■ **WRITTEN PROBLEM**: Collect every line of the items below that contains the string "cockpit", copying each such line in full. Case counts, so match only that exact capitalization.
##### INPUT ROWS #####
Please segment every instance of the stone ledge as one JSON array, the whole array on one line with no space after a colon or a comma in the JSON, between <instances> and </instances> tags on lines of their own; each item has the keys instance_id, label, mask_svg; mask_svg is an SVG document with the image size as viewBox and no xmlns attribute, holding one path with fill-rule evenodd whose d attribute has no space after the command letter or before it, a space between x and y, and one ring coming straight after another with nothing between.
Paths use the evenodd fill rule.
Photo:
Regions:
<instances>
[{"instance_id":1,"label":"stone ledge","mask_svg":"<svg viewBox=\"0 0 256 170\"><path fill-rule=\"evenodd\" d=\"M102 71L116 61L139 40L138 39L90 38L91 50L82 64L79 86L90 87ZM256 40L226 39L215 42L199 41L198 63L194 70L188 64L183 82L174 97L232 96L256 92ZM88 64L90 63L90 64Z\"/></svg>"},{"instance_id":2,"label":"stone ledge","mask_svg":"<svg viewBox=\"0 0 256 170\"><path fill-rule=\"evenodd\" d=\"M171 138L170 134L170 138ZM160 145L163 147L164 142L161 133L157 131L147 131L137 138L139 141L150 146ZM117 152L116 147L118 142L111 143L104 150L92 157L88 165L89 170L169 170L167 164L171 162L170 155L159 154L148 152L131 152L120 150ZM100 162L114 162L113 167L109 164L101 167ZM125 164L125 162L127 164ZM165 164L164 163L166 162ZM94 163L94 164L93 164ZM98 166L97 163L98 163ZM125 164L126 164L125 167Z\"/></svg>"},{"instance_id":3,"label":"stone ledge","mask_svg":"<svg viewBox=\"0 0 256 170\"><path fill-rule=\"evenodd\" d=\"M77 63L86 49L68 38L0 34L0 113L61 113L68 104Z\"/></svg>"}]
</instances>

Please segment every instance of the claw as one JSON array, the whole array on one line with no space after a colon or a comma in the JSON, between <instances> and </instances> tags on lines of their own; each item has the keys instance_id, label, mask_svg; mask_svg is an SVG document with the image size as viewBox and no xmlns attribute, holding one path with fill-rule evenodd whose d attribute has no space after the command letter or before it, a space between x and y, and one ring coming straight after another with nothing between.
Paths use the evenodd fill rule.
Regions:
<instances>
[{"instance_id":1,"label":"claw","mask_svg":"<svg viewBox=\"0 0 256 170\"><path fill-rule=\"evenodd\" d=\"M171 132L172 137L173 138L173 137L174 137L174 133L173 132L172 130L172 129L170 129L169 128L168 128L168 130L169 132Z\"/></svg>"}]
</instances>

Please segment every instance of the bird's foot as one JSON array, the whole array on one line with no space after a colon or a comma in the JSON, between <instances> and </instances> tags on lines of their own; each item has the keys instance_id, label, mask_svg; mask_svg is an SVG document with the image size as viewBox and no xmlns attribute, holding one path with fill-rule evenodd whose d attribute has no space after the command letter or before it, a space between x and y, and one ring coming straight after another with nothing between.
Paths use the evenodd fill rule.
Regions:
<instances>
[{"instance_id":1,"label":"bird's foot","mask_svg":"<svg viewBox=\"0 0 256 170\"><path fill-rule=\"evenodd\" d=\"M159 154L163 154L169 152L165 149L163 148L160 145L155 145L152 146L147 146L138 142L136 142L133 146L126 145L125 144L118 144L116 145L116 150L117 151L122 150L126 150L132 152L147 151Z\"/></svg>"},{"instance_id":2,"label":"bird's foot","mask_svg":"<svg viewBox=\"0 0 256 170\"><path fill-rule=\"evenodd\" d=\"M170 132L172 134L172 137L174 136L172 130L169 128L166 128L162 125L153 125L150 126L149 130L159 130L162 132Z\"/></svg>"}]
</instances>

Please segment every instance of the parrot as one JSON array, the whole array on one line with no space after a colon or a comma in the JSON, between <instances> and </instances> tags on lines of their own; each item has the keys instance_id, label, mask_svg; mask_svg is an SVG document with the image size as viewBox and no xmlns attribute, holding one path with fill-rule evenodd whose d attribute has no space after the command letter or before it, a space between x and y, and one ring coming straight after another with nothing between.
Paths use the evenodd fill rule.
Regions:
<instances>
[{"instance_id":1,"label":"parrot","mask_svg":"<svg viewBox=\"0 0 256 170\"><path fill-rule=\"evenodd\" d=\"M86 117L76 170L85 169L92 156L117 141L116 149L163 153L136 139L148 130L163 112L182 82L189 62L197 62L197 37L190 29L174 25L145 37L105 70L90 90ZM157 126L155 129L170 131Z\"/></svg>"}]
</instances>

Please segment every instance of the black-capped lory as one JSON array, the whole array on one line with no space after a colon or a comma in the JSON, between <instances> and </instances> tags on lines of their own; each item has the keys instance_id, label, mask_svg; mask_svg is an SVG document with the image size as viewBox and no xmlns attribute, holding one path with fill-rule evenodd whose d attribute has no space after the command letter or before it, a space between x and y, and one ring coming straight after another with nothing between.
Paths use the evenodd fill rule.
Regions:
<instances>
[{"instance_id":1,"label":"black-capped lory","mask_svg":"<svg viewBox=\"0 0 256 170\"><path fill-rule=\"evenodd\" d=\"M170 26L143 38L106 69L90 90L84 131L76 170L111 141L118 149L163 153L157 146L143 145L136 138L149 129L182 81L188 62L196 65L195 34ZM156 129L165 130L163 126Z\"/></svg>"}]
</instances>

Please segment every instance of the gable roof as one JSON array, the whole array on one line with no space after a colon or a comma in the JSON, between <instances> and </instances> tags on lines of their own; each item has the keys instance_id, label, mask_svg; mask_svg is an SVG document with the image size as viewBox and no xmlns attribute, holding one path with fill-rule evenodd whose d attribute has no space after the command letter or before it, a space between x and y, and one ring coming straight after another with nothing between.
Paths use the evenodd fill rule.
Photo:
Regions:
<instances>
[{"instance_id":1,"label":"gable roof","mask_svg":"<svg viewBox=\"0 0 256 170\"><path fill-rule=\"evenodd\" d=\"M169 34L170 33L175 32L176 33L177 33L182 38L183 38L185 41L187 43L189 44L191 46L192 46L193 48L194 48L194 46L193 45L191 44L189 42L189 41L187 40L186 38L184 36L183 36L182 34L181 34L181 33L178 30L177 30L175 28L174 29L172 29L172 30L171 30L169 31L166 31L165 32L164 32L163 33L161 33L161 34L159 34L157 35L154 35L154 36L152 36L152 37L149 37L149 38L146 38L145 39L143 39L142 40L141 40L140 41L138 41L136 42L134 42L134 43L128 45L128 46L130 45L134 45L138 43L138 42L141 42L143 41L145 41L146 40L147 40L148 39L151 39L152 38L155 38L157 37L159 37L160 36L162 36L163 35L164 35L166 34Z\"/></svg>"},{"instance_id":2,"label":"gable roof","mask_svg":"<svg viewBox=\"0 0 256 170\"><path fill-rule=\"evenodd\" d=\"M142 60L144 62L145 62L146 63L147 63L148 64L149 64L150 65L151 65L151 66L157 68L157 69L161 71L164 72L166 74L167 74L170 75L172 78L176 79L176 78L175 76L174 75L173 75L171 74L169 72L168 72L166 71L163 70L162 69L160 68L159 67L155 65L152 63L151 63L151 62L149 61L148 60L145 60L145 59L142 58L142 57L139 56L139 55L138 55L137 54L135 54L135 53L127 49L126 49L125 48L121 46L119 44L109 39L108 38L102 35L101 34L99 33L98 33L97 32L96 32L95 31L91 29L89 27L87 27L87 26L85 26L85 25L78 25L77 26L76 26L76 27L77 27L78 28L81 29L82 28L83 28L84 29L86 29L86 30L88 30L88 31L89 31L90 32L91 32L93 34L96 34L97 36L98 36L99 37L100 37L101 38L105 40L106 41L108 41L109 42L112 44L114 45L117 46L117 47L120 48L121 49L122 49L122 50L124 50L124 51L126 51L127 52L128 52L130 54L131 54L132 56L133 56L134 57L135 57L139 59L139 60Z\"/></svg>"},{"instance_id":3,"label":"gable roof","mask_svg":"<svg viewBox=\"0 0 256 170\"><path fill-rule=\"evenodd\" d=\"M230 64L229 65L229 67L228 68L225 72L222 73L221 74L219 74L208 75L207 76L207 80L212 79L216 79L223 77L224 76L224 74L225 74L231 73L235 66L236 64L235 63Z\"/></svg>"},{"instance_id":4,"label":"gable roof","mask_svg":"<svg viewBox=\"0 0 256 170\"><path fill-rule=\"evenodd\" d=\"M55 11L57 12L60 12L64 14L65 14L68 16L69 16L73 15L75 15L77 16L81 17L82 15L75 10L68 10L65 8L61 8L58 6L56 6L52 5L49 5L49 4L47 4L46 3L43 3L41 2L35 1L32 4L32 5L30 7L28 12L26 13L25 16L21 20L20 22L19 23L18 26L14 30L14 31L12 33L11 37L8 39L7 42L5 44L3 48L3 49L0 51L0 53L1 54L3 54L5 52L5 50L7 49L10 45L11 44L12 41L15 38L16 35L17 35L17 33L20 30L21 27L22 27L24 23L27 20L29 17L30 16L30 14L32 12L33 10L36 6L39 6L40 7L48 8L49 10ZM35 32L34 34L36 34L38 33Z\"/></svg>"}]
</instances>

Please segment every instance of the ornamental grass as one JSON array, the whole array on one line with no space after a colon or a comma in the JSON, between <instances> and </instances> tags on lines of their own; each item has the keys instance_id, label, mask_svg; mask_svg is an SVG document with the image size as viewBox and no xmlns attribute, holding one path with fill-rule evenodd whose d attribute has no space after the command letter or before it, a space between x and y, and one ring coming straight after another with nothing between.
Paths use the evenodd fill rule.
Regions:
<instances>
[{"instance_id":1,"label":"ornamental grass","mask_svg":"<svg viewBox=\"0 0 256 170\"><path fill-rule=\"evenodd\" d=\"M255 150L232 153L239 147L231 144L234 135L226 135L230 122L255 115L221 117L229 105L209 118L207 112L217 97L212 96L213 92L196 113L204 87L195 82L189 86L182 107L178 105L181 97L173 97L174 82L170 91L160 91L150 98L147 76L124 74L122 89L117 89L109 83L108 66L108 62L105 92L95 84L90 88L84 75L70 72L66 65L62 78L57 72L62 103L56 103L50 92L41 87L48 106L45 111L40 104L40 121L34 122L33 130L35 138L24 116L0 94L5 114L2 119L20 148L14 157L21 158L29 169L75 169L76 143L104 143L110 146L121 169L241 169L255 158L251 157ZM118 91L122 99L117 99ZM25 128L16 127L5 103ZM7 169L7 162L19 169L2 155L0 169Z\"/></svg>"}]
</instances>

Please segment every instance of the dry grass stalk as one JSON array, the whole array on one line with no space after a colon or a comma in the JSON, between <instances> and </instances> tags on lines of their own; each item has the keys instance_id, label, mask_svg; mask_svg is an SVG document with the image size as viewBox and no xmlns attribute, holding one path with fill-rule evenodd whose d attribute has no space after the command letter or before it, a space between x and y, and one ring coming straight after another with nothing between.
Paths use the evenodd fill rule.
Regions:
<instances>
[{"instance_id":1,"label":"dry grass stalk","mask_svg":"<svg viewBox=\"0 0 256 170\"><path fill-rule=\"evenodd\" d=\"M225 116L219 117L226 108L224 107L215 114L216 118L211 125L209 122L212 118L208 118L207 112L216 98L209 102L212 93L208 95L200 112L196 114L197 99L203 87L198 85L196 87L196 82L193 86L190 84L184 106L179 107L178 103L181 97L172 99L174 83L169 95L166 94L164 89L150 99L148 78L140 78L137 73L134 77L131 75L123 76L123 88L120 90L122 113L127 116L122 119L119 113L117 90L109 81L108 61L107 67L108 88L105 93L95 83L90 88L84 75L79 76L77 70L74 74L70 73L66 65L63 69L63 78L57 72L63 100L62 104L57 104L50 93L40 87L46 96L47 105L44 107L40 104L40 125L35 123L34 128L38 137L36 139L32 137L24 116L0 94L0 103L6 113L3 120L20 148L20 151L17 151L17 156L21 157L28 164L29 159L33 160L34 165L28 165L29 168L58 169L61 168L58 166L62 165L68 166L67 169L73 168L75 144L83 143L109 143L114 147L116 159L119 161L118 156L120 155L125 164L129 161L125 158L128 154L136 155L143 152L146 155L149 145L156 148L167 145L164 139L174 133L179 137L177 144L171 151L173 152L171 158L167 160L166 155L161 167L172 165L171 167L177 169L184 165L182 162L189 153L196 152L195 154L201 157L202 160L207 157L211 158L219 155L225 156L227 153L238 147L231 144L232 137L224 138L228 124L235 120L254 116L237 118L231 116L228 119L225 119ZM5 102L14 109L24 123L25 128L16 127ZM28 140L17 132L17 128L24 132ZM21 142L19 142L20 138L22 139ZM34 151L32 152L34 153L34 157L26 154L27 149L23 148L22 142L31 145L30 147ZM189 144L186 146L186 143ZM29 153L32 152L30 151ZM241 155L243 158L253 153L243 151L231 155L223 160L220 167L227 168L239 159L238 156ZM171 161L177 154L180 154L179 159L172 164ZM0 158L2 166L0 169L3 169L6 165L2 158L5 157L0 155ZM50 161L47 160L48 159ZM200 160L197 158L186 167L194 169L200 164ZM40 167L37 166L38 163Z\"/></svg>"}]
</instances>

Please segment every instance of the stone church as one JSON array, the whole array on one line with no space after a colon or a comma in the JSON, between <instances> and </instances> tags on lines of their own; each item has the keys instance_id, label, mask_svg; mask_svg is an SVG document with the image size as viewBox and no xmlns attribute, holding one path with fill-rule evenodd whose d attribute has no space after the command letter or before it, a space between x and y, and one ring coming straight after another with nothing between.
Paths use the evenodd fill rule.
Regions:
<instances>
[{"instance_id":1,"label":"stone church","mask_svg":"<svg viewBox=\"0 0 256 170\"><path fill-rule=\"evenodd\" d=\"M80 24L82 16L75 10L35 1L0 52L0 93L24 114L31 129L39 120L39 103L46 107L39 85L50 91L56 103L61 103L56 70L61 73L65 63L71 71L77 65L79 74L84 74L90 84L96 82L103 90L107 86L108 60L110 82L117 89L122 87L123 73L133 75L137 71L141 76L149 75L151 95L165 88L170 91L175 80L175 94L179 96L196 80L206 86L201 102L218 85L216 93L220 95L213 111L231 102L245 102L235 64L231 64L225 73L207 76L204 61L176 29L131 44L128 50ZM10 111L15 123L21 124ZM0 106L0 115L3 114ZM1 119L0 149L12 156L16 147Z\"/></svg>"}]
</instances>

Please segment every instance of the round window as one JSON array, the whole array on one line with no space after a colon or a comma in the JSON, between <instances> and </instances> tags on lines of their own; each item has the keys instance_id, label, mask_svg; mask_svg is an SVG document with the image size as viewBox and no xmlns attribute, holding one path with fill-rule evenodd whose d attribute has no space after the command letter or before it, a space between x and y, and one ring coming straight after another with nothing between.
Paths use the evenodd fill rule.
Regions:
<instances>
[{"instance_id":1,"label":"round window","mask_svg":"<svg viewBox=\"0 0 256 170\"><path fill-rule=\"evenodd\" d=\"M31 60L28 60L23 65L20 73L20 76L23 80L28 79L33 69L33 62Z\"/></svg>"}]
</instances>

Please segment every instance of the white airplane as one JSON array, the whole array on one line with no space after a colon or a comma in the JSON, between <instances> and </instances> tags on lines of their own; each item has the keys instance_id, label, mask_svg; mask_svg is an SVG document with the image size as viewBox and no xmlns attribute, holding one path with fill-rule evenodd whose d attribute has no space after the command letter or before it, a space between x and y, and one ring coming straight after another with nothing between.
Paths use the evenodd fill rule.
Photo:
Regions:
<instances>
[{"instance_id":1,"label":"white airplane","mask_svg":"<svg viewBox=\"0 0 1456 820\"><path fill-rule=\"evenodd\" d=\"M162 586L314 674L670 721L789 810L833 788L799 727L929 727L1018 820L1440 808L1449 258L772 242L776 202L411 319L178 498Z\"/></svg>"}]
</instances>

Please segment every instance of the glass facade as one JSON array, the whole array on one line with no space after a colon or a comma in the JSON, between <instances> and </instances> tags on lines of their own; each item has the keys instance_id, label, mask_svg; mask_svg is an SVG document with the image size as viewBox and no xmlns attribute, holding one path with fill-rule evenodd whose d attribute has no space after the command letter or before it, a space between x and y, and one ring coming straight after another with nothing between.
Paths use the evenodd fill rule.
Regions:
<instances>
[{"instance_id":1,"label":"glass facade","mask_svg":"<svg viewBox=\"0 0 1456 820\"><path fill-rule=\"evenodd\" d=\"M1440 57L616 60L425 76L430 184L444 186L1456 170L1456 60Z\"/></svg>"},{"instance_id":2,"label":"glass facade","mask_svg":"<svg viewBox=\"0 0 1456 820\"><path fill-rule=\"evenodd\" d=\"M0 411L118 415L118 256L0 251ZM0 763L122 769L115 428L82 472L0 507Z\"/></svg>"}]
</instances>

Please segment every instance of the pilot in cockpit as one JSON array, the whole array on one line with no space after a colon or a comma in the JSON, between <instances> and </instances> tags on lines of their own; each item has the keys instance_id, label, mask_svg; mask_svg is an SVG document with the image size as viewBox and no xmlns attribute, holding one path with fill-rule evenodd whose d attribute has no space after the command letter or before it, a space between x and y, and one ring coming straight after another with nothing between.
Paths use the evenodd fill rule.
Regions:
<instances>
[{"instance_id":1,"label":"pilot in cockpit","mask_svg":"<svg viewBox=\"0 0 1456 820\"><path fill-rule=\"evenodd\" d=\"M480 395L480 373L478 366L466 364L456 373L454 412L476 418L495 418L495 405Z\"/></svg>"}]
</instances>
#####
■ **THE RESULT**:
Please segment every instance of the pilot in cockpit as one JSON array, the whole array on one line with no space after a colon or a comma in the JSON, between <instances> and </instances> tags on lines of their own; each item has the keys instance_id, label, mask_svg; mask_svg is an SVG document with the image size as viewBox and no xmlns attribute, holding one path with fill-rule evenodd whose d attribute has no space after the command letter or before it, a space between x and y, and one ring coming straight after another with nothing between.
[{"instance_id":1,"label":"pilot in cockpit","mask_svg":"<svg viewBox=\"0 0 1456 820\"><path fill-rule=\"evenodd\" d=\"M480 395L480 373L478 366L466 364L456 373L454 412L476 418L495 418L495 405Z\"/></svg>"}]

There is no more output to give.